- INSTRUCTIONS TO FOLLOW -
From the listing that follows, output everything exactly except the pictures.

(Point placement records)
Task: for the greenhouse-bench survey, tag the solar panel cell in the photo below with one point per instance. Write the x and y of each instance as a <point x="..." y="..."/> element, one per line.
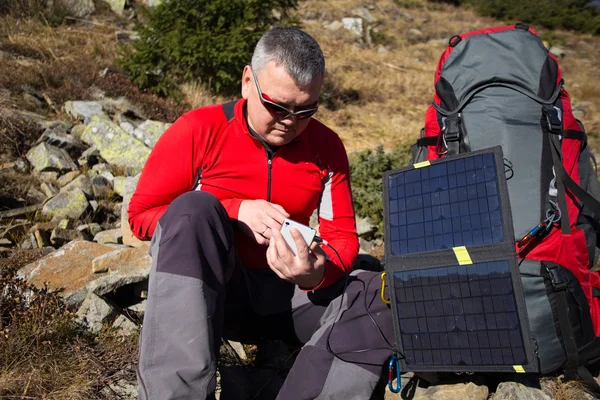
<point x="459" y="205"/>
<point x="465" y="312"/>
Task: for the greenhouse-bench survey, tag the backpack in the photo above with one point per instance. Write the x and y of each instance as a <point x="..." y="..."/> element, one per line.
<point x="501" y="86"/>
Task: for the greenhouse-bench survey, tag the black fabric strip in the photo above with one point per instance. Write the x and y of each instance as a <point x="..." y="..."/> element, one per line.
<point x="427" y="141"/>
<point x="589" y="380"/>
<point x="228" y="110"/>
<point x="565" y="180"/>
<point x="567" y="335"/>
<point x="571" y="134"/>
<point x="561" y="175"/>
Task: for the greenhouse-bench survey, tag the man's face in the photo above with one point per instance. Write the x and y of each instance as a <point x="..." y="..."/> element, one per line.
<point x="278" y="86"/>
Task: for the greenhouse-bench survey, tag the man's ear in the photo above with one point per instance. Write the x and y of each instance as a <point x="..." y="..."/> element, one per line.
<point x="246" y="81"/>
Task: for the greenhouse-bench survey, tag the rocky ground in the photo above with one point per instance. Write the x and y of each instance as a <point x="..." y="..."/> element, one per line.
<point x="68" y="173"/>
<point x="87" y="168"/>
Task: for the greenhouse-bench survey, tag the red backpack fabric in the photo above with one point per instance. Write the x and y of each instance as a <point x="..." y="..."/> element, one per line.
<point x="501" y="86"/>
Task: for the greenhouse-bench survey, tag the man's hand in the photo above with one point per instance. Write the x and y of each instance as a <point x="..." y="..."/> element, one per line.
<point x="260" y="218"/>
<point x="306" y="269"/>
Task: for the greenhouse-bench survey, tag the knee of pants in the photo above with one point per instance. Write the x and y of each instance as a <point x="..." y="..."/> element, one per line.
<point x="196" y="207"/>
<point x="194" y="234"/>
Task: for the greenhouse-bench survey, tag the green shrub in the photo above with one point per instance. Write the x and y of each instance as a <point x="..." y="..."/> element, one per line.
<point x="366" y="170"/>
<point x="551" y="14"/>
<point x="205" y="40"/>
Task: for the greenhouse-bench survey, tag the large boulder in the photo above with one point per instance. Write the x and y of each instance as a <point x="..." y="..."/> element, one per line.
<point x="83" y="110"/>
<point x="71" y="204"/>
<point x="115" y="145"/>
<point x="149" y="131"/>
<point x="123" y="267"/>
<point x="80" y="267"/>
<point x="128" y="189"/>
<point x="67" y="270"/>
<point x="76" y="8"/>
<point x="45" y="157"/>
<point x="518" y="391"/>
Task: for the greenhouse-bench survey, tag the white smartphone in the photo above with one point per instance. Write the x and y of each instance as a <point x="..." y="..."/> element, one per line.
<point x="307" y="233"/>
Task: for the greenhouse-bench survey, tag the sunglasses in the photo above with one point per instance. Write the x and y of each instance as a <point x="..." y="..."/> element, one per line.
<point x="279" y="111"/>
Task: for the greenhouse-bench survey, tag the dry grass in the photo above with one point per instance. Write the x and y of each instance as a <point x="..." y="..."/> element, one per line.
<point x="69" y="62"/>
<point x="559" y="390"/>
<point x="371" y="97"/>
<point x="391" y="90"/>
<point x="45" y="355"/>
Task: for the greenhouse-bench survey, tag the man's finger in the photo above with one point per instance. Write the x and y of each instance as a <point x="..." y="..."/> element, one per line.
<point x="281" y="210"/>
<point x="278" y="214"/>
<point x="301" y="247"/>
<point x="284" y="252"/>
<point x="275" y="263"/>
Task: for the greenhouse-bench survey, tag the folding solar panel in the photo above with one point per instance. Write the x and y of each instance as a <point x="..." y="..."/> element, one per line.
<point x="456" y="294"/>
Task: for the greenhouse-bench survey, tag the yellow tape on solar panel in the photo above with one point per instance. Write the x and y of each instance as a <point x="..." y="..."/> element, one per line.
<point x="462" y="255"/>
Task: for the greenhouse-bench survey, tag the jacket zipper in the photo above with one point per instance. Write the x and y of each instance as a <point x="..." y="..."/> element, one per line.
<point x="270" y="166"/>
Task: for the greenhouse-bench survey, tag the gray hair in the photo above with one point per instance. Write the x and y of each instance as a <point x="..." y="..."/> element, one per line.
<point x="297" y="51"/>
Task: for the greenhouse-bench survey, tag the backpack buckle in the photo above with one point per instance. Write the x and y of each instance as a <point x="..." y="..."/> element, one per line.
<point x="553" y="118"/>
<point x="558" y="284"/>
<point x="451" y="128"/>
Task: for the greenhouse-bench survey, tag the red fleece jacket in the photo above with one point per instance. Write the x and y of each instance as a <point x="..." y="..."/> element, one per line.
<point x="203" y="150"/>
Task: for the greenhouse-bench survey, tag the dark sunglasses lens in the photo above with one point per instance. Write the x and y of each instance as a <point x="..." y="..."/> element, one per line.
<point x="306" y="113"/>
<point x="275" y="109"/>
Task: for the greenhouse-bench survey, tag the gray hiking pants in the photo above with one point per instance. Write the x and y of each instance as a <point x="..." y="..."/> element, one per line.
<point x="197" y="288"/>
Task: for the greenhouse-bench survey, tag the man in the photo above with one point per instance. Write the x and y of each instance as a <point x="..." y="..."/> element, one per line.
<point x="213" y="195"/>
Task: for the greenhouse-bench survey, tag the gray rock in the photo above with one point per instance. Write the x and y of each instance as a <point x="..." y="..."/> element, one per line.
<point x="72" y="204"/>
<point x="152" y="3"/>
<point x="364" y="227"/>
<point x="65" y="224"/>
<point x="118" y="6"/>
<point x="124" y="389"/>
<point x="365" y="14"/>
<point x="77" y="131"/>
<point x="67" y="178"/>
<point x="93" y="313"/>
<point x="100" y="187"/>
<point x="381" y="49"/>
<point x="21" y="166"/>
<point x="48" y="176"/>
<point x="89" y="157"/>
<point x="45" y="157"/>
<point x="83" y="110"/>
<point x="60" y="139"/>
<point x="48" y="189"/>
<point x="125" y="266"/>
<point x="115" y="145"/>
<point x="126" y="36"/>
<point x="104" y="171"/>
<point x="76" y="8"/>
<point x="414" y="32"/>
<point x="70" y="269"/>
<point x="334" y="26"/>
<point x="110" y="236"/>
<point x="61" y="236"/>
<point x="128" y="237"/>
<point x="518" y="391"/>
<point x="557" y="51"/>
<point x="81" y="183"/>
<point x="459" y="391"/>
<point x="139" y="307"/>
<point x="149" y="132"/>
<point x="354" y="25"/>
<point x="125" y="326"/>
<point x="35" y="196"/>
<point x="91" y="229"/>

- RESULT OF THIS TASK -
Task: for the greenhouse-bench survey, tag the solar panel cell in the photo below with one point per instance. Write the x and y of each instance as a <point x="..." y="..."/> element, one per line.
<point x="459" y="205"/>
<point x="465" y="312"/>
Task: for the greenhouse-bench survey, tag the backpack in the photo above with one point per instance. Write the x and y of each instance as a <point x="..." y="..."/> element, one per line.
<point x="501" y="86"/>
Task: for the greenhouse-bench survey, tag the black fabric strip in the photo above with one point per instance. Write the x and y of each instance as a <point x="..." y="..."/> element, one per line.
<point x="427" y="141"/>
<point x="589" y="380"/>
<point x="228" y="110"/>
<point x="565" y="180"/>
<point x="567" y="335"/>
<point x="571" y="134"/>
<point x="561" y="175"/>
Task: for the greenhouse-bench survey, tag the man's face in the photo above with one point per instance. Write the x and y of each instance as a <point x="..." y="..."/> element, one per line.
<point x="278" y="86"/>
Task: for the greenhouse-bench survey, tag the man's ear in the photo above with one point per instance. Write the x and y of each instance as a <point x="..." y="..."/> element, one per line.
<point x="246" y="81"/>
Task: for the greenhouse-bench survey, tag the rocky ground in the photo above with one point per instance. Write the x and y of each instance as a <point x="..." y="..."/> element, one per line.
<point x="68" y="173"/>
<point x="87" y="168"/>
Task: for the greenhouse-bench survey, tag the red backpack fabric in the photo above with one point per instance. Write the x and y of each instance as a <point x="..." y="..."/> element, one per line.
<point x="501" y="86"/>
Task: for the greenhouse-bench survey, tag the man's hand in the photo above with one point per instance. Write the x and y of each instance as a <point x="..." y="..."/> element, one per line.
<point x="260" y="218"/>
<point x="306" y="269"/>
Task: for the greenhouse-bench survey, tag the knee of pants in the photo above with one point per instance. Write the x and y of each instance as a <point x="..." y="..."/> element, one per line.
<point x="196" y="207"/>
<point x="194" y="234"/>
Task: for the greenhouse-bench survey, tag the green shrub in the photo above with one point per instance. Write the x and y of each instance as a <point x="..." y="..."/> element, one per line.
<point x="366" y="170"/>
<point x="551" y="14"/>
<point x="205" y="40"/>
Task: for the greenhouse-bench survey, tag the large boulder in the photo above with one point per instance. Write the x and y of each instance as a <point x="..." y="..."/> element, one per line.
<point x="83" y="110"/>
<point x="71" y="204"/>
<point x="115" y="145"/>
<point x="149" y="131"/>
<point x="123" y="267"/>
<point x="80" y="267"/>
<point x="128" y="189"/>
<point x="67" y="270"/>
<point x="76" y="8"/>
<point x="45" y="157"/>
<point x="518" y="391"/>
Task: for the greenhouse-bench survey, tag the white smartphone in the photo above with one point per instance. Write the x and y of each instance as a <point x="..." y="..."/> element, one per line.
<point x="307" y="233"/>
Task: for the greenhouse-bench survey, tag the sunglasses in the photo above with one point per instance. Write the x and y of each instance as a <point x="..." y="..."/> element, one per line.
<point x="279" y="111"/>
Task: for the greenhouse-bench survey, tag the dry grass in the photo above with one point per instance. Write the x and y of each instance as a <point x="..." y="..."/> element, one per line.
<point x="69" y="62"/>
<point x="559" y="390"/>
<point x="371" y="97"/>
<point x="391" y="90"/>
<point x="45" y="355"/>
Task: for the greenhouse-bench survey, tag the man's finger in the photo above with one point per instance. Write the x and y of each instance as a <point x="..." y="..."/> element, one per line.
<point x="281" y="210"/>
<point x="278" y="214"/>
<point x="301" y="247"/>
<point x="284" y="252"/>
<point x="275" y="263"/>
Task: for the greenhouse-bench survey, tag the folding solar panel in the photo above with one point per instance. Write the x and y of each instance as a <point x="..." y="..."/> element, one per line.
<point x="456" y="294"/>
Task: for the greenhouse-bench survey, tag the yellow tape on solar panel in the photo above with one point per instance. Write the x and y of each instance as a <point x="..." y="..."/> element, one per line.
<point x="462" y="255"/>
Task: for the greenhouse-bench survey, tag the jacket zipper in the photo above with one point per instance. Write the x and y of each instance as a <point x="..." y="..."/> element, one per line.
<point x="270" y="166"/>
Task: for the greenhouse-bench survey, tag the gray hair in the photo above with one point per instance. Write the x and y of each instance as a <point x="..." y="..."/> element, one per line.
<point x="297" y="51"/>
Task: for the greenhouse-bench survey, tag the backpack buckle in the photo above with one point per instance. Write the x and y of each instance as a <point x="..." y="..."/> element, one per line.
<point x="553" y="118"/>
<point x="558" y="284"/>
<point x="451" y="128"/>
Task: for the greenhouse-bench survey, tag the red fleece jacket in the photo above with one point per instance. Write the x and y of each instance as a <point x="..." y="..."/> element, one per line.
<point x="203" y="150"/>
Task: for the greenhouse-bench survey, tag the dark sunglasses lens in the photo above with one point per instance. Write the x and y of each instance as a <point x="..." y="..."/> element, one per line.
<point x="306" y="113"/>
<point x="275" y="109"/>
Task: for the greenhouse-bench survey, tag the gray hiking pants in the photo above with one point per instance. Write the x and y of each instance as a <point x="..." y="..."/> element, one per line.
<point x="197" y="288"/>
Task: for the greenhouse-bench survey, tag the man in the photo above with one point per instance. Write the x and y of each instance as a <point x="..." y="..."/> element, one per line.
<point x="213" y="195"/>
Task: for the greenhouse-bench survey, tag the gray rock in the photo above with one point per instance. Write the x and y of each instance as a <point x="..." y="..."/> element, one per line.
<point x="72" y="204"/>
<point x="152" y="3"/>
<point x="364" y="227"/>
<point x="65" y="224"/>
<point x="118" y="6"/>
<point x="124" y="389"/>
<point x="365" y="14"/>
<point x="77" y="131"/>
<point x="67" y="178"/>
<point x="93" y="313"/>
<point x="100" y="187"/>
<point x="381" y="49"/>
<point x="21" y="166"/>
<point x="48" y="176"/>
<point x="89" y="157"/>
<point x="45" y="157"/>
<point x="83" y="110"/>
<point x="60" y="139"/>
<point x="48" y="189"/>
<point x="125" y="266"/>
<point x="115" y="145"/>
<point x="126" y="36"/>
<point x="104" y="171"/>
<point x="76" y="8"/>
<point x="414" y="32"/>
<point x="70" y="269"/>
<point x="334" y="26"/>
<point x="110" y="236"/>
<point x="61" y="236"/>
<point x="128" y="237"/>
<point x="518" y="391"/>
<point x="557" y="51"/>
<point x="81" y="183"/>
<point x="459" y="391"/>
<point x="139" y="307"/>
<point x="149" y="132"/>
<point x="354" y="25"/>
<point x="125" y="326"/>
<point x="35" y="196"/>
<point x="91" y="229"/>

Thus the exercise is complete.